### EXERCISE
Set out every line of the entries below as a Markdown table with two columns, "No." for the row number and "Text" for the line, and omit blank lines.

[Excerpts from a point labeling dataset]

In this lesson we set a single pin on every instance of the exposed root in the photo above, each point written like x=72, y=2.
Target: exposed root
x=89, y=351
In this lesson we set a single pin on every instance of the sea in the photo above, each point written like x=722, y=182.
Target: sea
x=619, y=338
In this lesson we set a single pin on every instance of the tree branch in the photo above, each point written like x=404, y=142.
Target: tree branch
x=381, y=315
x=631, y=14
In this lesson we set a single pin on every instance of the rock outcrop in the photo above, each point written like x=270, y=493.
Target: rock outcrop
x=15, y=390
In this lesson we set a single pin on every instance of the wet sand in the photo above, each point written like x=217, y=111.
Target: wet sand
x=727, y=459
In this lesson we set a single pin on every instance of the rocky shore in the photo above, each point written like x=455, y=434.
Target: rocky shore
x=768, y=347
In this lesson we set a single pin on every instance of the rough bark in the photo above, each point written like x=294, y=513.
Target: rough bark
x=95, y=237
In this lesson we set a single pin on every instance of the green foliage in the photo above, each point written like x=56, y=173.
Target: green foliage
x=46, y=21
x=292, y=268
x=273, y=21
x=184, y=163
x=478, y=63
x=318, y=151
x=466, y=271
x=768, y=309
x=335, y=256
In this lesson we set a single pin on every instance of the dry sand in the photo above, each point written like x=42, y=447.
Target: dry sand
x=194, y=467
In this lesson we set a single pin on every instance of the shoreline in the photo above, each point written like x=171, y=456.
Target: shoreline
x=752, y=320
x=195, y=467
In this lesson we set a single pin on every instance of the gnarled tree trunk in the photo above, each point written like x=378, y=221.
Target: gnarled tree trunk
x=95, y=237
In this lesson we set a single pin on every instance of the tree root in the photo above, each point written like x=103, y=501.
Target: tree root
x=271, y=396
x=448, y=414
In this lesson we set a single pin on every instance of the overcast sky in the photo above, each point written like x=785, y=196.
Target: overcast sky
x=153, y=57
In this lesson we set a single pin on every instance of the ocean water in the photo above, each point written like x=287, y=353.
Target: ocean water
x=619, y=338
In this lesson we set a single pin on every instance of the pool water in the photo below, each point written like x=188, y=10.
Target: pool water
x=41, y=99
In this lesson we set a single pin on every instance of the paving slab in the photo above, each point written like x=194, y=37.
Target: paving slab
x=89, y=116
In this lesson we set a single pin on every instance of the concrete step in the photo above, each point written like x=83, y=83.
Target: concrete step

### ANSWER TO THE EXERCISE
| No. | Text |
|---|---|
| 1 | In this lesson we set a single pin on every instance of the exposed root in the photo above, each point written like x=72, y=2. |
| 2 | Target: exposed root |
| 3 | x=89, y=351 |
| 4 | In this lesson we set a single pin on every instance of the sea in the photo above, each point written like x=722, y=182. |
| 5 | Target: sea |
| 6 | x=619, y=338 |
| 7 | In this lesson we set a single pin on every instance of the tree branch in the photo above, each point written like x=404, y=142. |
| 8 | Target: tree branch |
| 9 | x=381, y=315 |
| 10 | x=631, y=14 |
| 11 | In this lesson we set a single pin on every instance of the rock outcrop in the photo above, each point written like x=270, y=493. |
| 12 | Target: rock outcrop |
| 13 | x=15, y=390 |
| 14 | In this lesson we set a single pin on every instance of the wet sand in the photo above, each point written like x=217, y=111. |
| 15 | Target: wet sand |
| 16 | x=727, y=459 |
| 17 | In this lesson we set a single pin on every instance of the rocky shore in the photo above, each point written like x=455, y=434. |
| 18 | Target: rocky shore |
| 19 | x=768, y=347 |
| 20 | In this lesson we set a single pin on every instance of the rough bark in the photo above, each point written like x=294, y=513. |
| 21 | Target: rough bark |
| 22 | x=95, y=237 |
| 23 | In this lesson we set a single pin on every instance of the green foliage in the photo above, each point written like x=56, y=173. |
| 24 | Target: green foliage |
| 25 | x=46, y=21 |
| 26 | x=292, y=268 |
| 27 | x=273, y=21 |
| 28 | x=184, y=163 |
| 29 | x=478, y=63 |
| 30 | x=318, y=151 |
| 31 | x=466, y=271 |
| 32 | x=768, y=309 |
| 33 | x=335, y=256 |
| 34 | In this lesson we set a single pin on every instance of the dry sand in the photo above, each point written like x=42, y=447. |
| 35 | Target: dry sand |
| 36 | x=194, y=467 |
| 37 | In this lesson we set a single pin on every instance of the shoreline in the photo above, each point written like x=171, y=456. |
| 38 | Target: shoreline |
| 39 | x=752, y=320 |
| 40 | x=195, y=467 |
| 41 | In this lesson we set a single pin on every instance of the gnarled tree trunk in the photo above, each point written like x=378, y=221. |
| 42 | Target: gnarled tree trunk |
| 43 | x=95, y=237 |
| 44 | In this lesson we set a single pin on every instance of the tree root in the photo above, each point written like x=103, y=501. |
| 45 | Target: tree root |
| 46 | x=271, y=396 |
| 47 | x=448, y=414 |
| 48 | In this lesson we set a single pin on every instance of the overcast sky in the photo above, each point written like x=785, y=196. |
| 49 | Target: overcast sky |
| 50 | x=153, y=57 |
| 51 | In this lesson we set a single pin on every instance of the ocean water in the photo above, each point written like x=287, y=353. |
| 52 | Target: ocean water |
| 53 | x=619, y=338 |
| 54 | In this lesson we set a single pin on every instance of the pool water in the photo below, each point written like x=188, y=10. |
| 55 | Target: pool water |
| 56 | x=41, y=99 |
| 57 | In this lesson we set a single pin on every instance of the paving slab in the photo above, each point written like x=194, y=37. |
| 58 | Target: paving slab |
| 59 | x=89, y=116 |
| 60 | In this lesson we set a single pin on every instance of the concrete step in the photo above, each point written like x=83, y=83. |
| 61 | Target: concrete step |